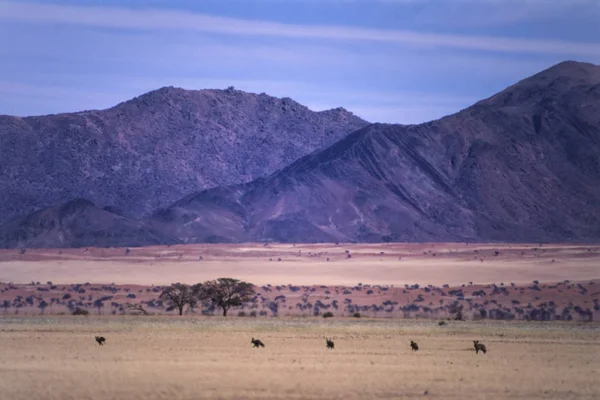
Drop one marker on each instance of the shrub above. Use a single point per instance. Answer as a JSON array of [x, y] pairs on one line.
[[80, 311]]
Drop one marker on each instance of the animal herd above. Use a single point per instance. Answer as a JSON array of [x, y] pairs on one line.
[[329, 345]]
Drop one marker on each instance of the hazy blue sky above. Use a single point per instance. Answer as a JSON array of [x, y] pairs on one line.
[[400, 61]]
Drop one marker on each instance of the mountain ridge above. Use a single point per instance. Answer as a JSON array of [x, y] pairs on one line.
[[522, 165], [149, 151], [451, 191]]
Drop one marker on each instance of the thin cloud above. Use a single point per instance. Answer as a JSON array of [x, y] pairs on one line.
[[152, 19]]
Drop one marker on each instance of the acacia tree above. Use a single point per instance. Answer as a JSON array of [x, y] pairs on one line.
[[225, 292], [177, 296]]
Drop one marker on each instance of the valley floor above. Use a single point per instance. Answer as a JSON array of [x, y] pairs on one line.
[[211, 357]]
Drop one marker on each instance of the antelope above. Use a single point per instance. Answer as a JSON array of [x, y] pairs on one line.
[[414, 346], [330, 344], [479, 346]]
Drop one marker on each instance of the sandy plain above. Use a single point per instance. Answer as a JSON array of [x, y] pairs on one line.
[[307, 264]]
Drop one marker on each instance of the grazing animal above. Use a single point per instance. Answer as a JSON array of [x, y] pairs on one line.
[[479, 347], [330, 344], [414, 346]]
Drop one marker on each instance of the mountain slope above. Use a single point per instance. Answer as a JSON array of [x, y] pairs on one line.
[[523, 165], [152, 150], [78, 223]]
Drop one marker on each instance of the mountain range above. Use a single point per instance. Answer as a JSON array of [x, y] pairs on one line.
[[522, 165]]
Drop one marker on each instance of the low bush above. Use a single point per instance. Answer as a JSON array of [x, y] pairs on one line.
[[80, 311]]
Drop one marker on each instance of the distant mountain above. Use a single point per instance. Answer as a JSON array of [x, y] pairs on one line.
[[522, 165], [150, 151], [78, 223]]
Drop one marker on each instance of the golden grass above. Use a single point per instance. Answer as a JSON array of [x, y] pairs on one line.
[[196, 358]]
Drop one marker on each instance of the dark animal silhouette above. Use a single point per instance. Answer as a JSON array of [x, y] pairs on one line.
[[414, 346], [330, 344], [479, 347]]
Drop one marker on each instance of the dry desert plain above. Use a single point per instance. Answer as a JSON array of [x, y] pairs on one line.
[[407, 287]]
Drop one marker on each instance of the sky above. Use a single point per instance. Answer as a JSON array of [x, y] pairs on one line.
[[399, 61]]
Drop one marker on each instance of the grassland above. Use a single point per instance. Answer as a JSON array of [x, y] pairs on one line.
[[194, 358]]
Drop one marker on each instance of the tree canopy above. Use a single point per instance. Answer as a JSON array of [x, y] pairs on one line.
[[177, 296], [225, 293]]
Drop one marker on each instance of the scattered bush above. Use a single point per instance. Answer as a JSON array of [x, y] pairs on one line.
[[80, 311]]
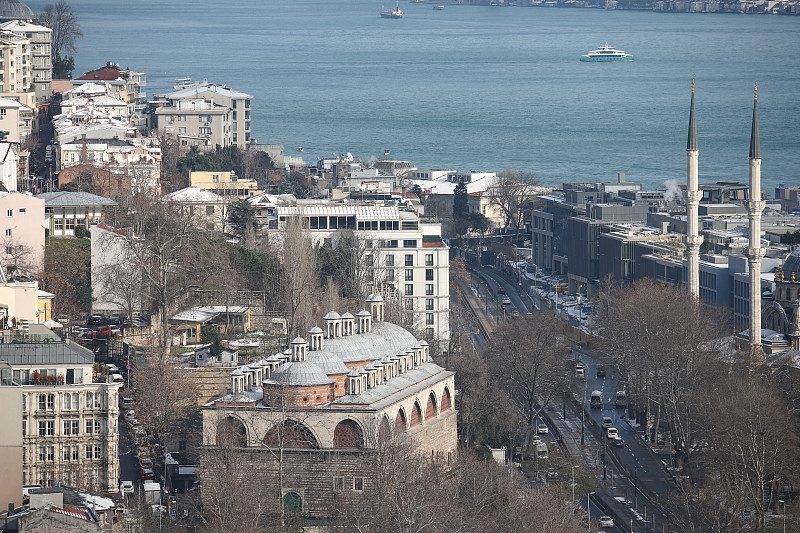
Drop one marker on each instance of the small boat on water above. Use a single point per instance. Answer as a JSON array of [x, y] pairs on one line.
[[607, 53], [395, 13]]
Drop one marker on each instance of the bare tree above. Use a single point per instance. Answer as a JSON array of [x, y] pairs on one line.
[[512, 194], [66, 31], [532, 371]]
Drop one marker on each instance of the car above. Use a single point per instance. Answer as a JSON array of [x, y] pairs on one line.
[[605, 521], [126, 487], [103, 332]]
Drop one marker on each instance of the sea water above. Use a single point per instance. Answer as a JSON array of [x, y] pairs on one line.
[[478, 88]]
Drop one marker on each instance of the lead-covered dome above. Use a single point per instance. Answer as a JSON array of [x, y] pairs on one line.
[[15, 10]]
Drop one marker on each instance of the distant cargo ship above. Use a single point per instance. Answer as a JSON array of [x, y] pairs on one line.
[[607, 53]]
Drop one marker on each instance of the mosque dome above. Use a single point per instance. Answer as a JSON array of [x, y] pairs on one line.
[[327, 362], [299, 373], [792, 266], [14, 9]]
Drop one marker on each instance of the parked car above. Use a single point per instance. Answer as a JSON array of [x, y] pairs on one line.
[[103, 332]]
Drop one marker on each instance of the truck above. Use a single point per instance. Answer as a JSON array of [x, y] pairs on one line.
[[596, 400]]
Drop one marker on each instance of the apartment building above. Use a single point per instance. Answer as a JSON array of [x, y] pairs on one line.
[[195, 122], [237, 102], [68, 418], [404, 256], [40, 38]]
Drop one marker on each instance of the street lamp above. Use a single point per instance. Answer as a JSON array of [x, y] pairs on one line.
[[573, 488], [784, 515]]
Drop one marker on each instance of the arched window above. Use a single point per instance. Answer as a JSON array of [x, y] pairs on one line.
[[348, 435], [430, 409], [400, 422], [292, 504], [445, 401], [231, 433], [416, 415], [385, 430], [290, 434]]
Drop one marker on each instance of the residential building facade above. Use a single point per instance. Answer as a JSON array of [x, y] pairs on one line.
[[68, 420]]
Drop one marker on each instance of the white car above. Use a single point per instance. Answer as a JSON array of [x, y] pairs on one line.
[[605, 521]]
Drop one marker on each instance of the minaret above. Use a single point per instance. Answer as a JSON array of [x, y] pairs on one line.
[[755, 252], [693, 239]]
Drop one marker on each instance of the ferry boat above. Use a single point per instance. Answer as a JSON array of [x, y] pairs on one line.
[[607, 53], [395, 13]]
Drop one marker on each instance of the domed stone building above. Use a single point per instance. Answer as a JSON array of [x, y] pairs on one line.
[[327, 402], [783, 314]]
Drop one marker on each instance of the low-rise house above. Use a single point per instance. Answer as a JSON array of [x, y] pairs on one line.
[[207, 210], [67, 210], [188, 324], [226, 184], [22, 224]]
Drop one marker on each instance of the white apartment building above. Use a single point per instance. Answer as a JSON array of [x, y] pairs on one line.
[[68, 418], [404, 256], [237, 102], [196, 122], [40, 38]]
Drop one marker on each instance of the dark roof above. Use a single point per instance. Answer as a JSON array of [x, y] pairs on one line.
[[46, 353], [14, 9]]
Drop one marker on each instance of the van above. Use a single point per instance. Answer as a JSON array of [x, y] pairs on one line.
[[621, 399], [596, 399]]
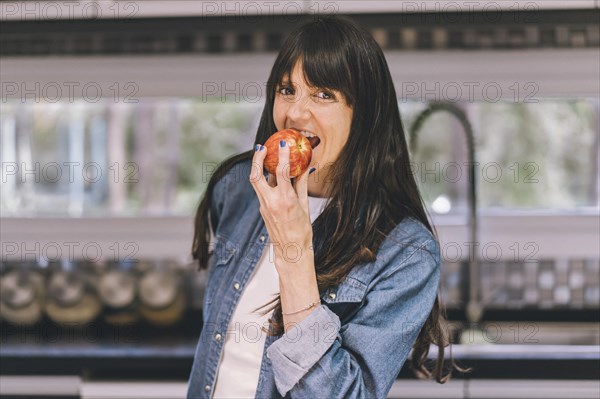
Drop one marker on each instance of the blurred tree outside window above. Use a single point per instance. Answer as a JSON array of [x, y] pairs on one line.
[[155, 157]]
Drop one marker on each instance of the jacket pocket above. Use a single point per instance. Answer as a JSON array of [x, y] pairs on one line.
[[345, 298], [221, 257]]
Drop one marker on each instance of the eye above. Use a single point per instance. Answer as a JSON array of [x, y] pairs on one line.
[[325, 95], [285, 90]]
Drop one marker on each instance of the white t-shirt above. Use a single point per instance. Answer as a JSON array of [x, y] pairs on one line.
[[237, 375]]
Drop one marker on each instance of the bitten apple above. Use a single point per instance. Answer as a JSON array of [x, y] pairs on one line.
[[300, 151]]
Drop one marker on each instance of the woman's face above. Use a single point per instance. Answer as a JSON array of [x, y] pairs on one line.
[[323, 113]]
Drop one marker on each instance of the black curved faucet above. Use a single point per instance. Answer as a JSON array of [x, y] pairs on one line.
[[474, 306]]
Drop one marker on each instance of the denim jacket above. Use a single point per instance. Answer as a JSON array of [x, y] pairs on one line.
[[354, 344]]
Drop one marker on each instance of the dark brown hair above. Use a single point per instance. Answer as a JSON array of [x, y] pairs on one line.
[[372, 186]]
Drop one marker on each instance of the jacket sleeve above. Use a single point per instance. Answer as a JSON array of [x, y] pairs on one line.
[[321, 358]]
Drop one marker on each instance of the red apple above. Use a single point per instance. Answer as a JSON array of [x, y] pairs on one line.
[[300, 151]]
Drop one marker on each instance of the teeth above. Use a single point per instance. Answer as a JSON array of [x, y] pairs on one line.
[[308, 134]]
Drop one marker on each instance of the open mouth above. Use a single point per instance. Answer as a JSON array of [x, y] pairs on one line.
[[314, 141], [312, 138]]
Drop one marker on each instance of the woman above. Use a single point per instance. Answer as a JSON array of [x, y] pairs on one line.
[[343, 259]]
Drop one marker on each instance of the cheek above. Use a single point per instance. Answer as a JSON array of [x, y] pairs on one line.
[[278, 114]]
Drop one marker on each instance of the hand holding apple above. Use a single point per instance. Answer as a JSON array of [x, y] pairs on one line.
[[300, 151]]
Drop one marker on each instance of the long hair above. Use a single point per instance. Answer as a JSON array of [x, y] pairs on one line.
[[372, 187]]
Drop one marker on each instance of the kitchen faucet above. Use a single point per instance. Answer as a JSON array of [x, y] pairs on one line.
[[474, 306]]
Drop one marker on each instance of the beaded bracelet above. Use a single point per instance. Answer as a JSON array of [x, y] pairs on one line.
[[302, 310]]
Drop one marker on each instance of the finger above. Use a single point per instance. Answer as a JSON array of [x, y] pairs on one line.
[[272, 180], [257, 178], [301, 187], [283, 167]]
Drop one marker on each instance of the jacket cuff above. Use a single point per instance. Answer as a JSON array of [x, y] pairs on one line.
[[301, 347]]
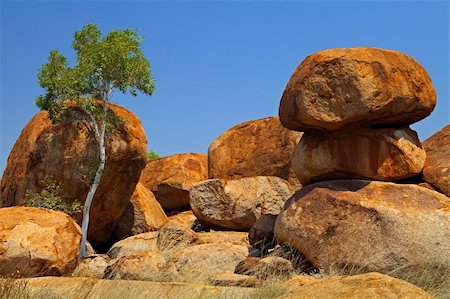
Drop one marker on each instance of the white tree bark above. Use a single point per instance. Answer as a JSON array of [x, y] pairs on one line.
[[98, 175]]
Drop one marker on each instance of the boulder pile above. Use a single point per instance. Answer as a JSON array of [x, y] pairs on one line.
[[354, 106]]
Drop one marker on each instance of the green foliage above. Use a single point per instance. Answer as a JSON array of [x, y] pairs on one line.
[[103, 64], [52, 197], [152, 155]]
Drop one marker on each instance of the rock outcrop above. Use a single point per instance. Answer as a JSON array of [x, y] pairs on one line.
[[254, 148], [143, 214], [337, 88], [237, 204], [355, 225], [37, 242], [170, 178], [67, 153], [144, 265], [437, 165], [382, 154]]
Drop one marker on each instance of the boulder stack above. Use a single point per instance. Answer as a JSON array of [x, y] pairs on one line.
[[355, 106]]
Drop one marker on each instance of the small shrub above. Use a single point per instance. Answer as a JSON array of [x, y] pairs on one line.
[[52, 197], [152, 155]]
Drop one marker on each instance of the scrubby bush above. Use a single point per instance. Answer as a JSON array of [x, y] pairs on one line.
[[52, 197]]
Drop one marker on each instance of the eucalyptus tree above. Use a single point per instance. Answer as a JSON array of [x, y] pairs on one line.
[[104, 64]]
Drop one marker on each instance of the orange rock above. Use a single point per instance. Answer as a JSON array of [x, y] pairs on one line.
[[170, 178], [67, 153], [335, 88], [383, 154], [353, 226], [437, 165], [143, 214], [37, 242], [237, 204], [254, 148]]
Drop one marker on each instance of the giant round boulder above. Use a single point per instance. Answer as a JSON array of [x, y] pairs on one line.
[[348, 226], [382, 154], [68, 154], [260, 147], [170, 178], [437, 165], [37, 242], [237, 204], [335, 88]]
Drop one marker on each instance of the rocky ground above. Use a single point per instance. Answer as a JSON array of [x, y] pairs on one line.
[[337, 198]]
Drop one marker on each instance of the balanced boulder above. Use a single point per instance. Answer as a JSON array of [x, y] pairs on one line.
[[237, 204], [382, 154], [143, 214], [37, 242], [170, 178], [254, 148], [359, 226], [68, 154], [335, 88], [437, 165]]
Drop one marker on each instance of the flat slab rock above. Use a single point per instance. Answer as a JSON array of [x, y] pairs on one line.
[[381, 154], [336, 88], [357, 225]]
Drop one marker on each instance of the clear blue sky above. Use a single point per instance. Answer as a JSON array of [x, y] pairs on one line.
[[216, 64]]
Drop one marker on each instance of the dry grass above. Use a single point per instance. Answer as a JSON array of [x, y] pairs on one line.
[[13, 288]]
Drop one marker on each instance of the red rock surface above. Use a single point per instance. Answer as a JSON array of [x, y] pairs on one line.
[[37, 242], [335, 88], [437, 165], [254, 148], [143, 214], [383, 154], [348, 226], [170, 178], [67, 153]]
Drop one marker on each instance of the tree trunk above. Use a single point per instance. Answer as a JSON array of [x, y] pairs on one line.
[[94, 186]]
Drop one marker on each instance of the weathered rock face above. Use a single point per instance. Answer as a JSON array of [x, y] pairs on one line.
[[384, 154], [335, 88], [370, 285], [37, 242], [143, 214], [145, 265], [199, 262], [254, 148], [237, 204], [170, 178], [134, 244], [437, 165], [360, 226], [92, 266], [265, 268], [261, 233], [67, 153], [235, 238]]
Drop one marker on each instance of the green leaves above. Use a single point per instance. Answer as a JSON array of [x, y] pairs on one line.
[[104, 64]]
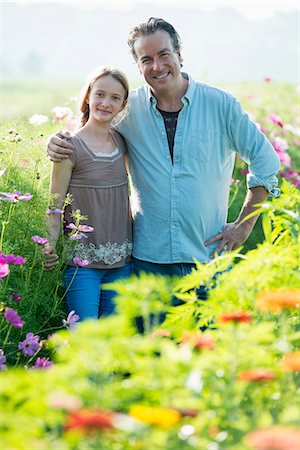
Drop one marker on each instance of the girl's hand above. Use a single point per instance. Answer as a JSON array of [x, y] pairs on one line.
[[51, 258]]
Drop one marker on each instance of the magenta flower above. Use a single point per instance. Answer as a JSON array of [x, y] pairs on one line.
[[17, 260], [4, 269], [80, 262], [14, 197], [77, 236], [39, 240], [285, 158], [16, 297], [13, 317], [43, 363], [54, 211], [2, 360], [30, 345], [80, 228], [71, 320], [280, 144], [276, 120]]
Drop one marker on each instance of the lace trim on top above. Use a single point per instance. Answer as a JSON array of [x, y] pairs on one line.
[[108, 254], [113, 153]]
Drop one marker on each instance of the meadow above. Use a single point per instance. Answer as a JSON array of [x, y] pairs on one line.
[[102, 385]]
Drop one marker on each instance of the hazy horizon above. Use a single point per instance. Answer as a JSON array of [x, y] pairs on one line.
[[223, 40]]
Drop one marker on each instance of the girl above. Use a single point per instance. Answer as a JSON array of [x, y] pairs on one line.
[[95, 176]]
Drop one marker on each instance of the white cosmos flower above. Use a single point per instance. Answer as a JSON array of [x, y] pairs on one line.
[[38, 119], [60, 112]]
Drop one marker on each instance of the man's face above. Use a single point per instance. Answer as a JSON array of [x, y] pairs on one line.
[[157, 60]]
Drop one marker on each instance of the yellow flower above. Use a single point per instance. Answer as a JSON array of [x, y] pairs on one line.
[[164, 417], [277, 299], [291, 362]]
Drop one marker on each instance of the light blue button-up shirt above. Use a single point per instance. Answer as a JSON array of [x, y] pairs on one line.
[[178, 206]]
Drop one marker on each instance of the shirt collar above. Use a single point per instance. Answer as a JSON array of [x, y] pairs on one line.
[[189, 95]]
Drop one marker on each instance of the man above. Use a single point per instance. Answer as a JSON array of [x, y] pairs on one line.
[[182, 137]]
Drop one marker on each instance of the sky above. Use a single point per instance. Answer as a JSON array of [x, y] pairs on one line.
[[255, 9], [256, 39]]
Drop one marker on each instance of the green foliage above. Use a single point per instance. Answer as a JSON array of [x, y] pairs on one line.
[[106, 365]]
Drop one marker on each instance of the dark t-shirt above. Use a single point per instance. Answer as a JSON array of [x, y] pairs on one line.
[[170, 120]]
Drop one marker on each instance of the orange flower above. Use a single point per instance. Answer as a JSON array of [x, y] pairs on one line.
[[256, 375], [277, 299], [291, 362], [274, 438], [88, 420], [238, 316], [198, 340], [164, 417]]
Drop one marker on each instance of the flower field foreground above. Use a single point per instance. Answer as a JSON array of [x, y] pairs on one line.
[[233, 386], [216, 374]]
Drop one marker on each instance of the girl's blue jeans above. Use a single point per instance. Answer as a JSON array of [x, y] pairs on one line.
[[85, 294]]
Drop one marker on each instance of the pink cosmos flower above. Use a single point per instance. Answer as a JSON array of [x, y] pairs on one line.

════════════════════

Exercise goal
Replace "marker" with "pin" in the rows starting at the line that contains "Drop one marker on each instance of the scattered" and ending at the line that contains "[[605, 521], [126, 487], [103, 332]]", leaving all else unchanged. Give only those rows, without the pictures.

Completed exercise
Drop one pin on each instance of the scattered bush above. Use a single point per instance. Answer as a JSON array of [x, y] pairs on one line.
[[80, 311]]
Drop one pin on each instance of the small boat on water above. Use a single point per instance. Answer as a JSON array of [x, y] pairs on one line.
[[607, 53], [395, 13]]
Drop one pin on each instance of the bare tree above. Use a single point per instance. Answer as a JSON array of [x, y] pairs on one line.
[[512, 194], [66, 31], [532, 371]]
Drop one pin on each instance of the car above. Use a single point per instance. Answer as a JSON array of [x, y] pairs on one line.
[[605, 521], [126, 487], [103, 332]]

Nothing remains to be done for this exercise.